• Exercise 1: In the essay about a grandfather's death, why does the writer's father say he is going back for the funeral?
• Exercise 2: List the questions that the essay about a grandfather's death calls "the questions that matter."

• Reading passage:
It get’s you son, texting his son, about your death early in the morning for both of them. It’s get’s your son admitting to his son that he’s just going back for the funeral because of his mom and his brother. My dad wouldn’t even go back for him if it wasn’t for those other two. In his exact words, and I’m quoting here, “It was always a complicated relationship between me and grandpap. I have lots of emotions, or no emotions. I’m going back for grandma”. That’s what a life time of trad(ish) values get’s you. A son that wouldn’t even hop on a plane for your passing if it wasn’t for his mother.
This is one reason I’m convinced that Trad people are obsessed with “being remembered” and “making a legacy”. On some level they know that they are unloved, so instead they choose to be feared and admired. Yet a child deserves love along with admiration. Besides, that whole “legacy” thing is nothing but pagan spiritual practice. The ancient Greeks, for example, believed that you lived on as a shade in the underworld as long as your memory stayed alive on earth. They fed blood to their hero’s like Achilles in Hades to feed their shade. If your memory died on Earth, then it was oblivion for you. That’s not Christian.
Our Father loves us and died for us even if no one else remembers your name. That’s why he spent so much time with lepers and prostitutes. He died for them just as much as for Caeser. Be like our Father, and love your children.
Then where does this leave all of me? Honestly, I don’t know. This is the first death in my family since becoming Orthodox, but my wife and I are the only two converts, so it’s not like I can talk to anyone about it. I believe that Christ died for all of those that accept him without preconditions, He doesn’t want us in Hell, He died for us. On the other hand, don’t know if grandpap accepted Christ or not? We don’t talk about that stuff in my family.
I’ve been praying for him because I don’t know if anyone else is. If one person praying devoutly for his soul can lead him from perdition to the place of our ancestors waiting for the judgement how could I not? How could I not pray for anyone that’s passed? I’ll never know if I’m right until it’s too late for me. When I die, who will even care enough to pray for me? I’ll have to rely on the prayers of the sisters and the devout who pray for all the departed. No one will pray for my name in particular. No one but my wife would even remember me if I logged off of Twitter for a week (and they don’t even know my name).
If the relationship between my dad and his dad is complicated, where the hell does that leave me? My dad was a good dad. Was he perfect? Of course not, but he loved me. He was always home for dinner. He always put his family first. I know he worked hard to provide for all of us, and I was well cared for. He never abused me or beat me beyond a normal level of correction for a child.
Why does that leave a cold dark spot in my soul where the love of family should be? Am I broken? Am I cursed till the 7th generation because of the sins of one of my forefathers? Or am I just completely broken in my brain because of a lifetime of dopamine dump from porn and FAP? In which cause I’ve hurt everyone around me by my own actions and rendered myself incapable of returning affection.
Some questions have no answers. So what was this fall for?
All I wanted to do is hold up a mirror. Look into it now while you still can. My grandfather’s death was a slow motion 36 year train wreck, and I’m not sure in that time that he or anyone else asked any of the questions that matter. Am I right with God? Am I right with my loved ones? Am I living this life as God commanded?
Maybe he did ask those questions. None of us would know anyway.
If you read this today, please pray for my Grandfather’s departed soul. I’m not sure anyone is besides myself and my wife. God bless you all. Walk where the Lord points today.

[Natural language region descriptions]

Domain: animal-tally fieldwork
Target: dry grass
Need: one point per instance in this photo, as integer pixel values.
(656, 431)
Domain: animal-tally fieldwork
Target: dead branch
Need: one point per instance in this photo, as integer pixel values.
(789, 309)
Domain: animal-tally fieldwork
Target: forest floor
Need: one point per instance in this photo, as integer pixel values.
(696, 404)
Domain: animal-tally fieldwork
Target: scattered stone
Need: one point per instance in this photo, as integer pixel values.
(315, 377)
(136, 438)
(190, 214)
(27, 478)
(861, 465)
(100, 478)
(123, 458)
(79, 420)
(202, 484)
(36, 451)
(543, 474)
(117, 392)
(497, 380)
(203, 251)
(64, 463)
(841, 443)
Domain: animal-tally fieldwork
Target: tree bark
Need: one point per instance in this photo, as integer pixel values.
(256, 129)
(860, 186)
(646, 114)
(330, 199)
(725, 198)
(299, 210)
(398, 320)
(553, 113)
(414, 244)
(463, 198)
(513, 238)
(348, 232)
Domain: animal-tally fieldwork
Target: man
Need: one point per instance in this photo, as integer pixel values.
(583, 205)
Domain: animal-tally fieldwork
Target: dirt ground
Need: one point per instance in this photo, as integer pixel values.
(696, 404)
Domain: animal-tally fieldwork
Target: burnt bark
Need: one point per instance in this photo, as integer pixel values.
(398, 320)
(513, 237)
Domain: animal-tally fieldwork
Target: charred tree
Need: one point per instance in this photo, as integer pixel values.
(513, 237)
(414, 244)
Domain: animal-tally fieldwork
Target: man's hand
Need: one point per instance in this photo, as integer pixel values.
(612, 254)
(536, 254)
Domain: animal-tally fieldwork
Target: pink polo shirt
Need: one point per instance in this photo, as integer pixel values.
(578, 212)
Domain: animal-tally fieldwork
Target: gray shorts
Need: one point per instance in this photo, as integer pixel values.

• Task answer 1: He is going back for his mother, the writer's grandma, and his brother.

• Task answer 2:
Am I right with God?
Am I right with my loved ones?
Am I living this life as God commanded?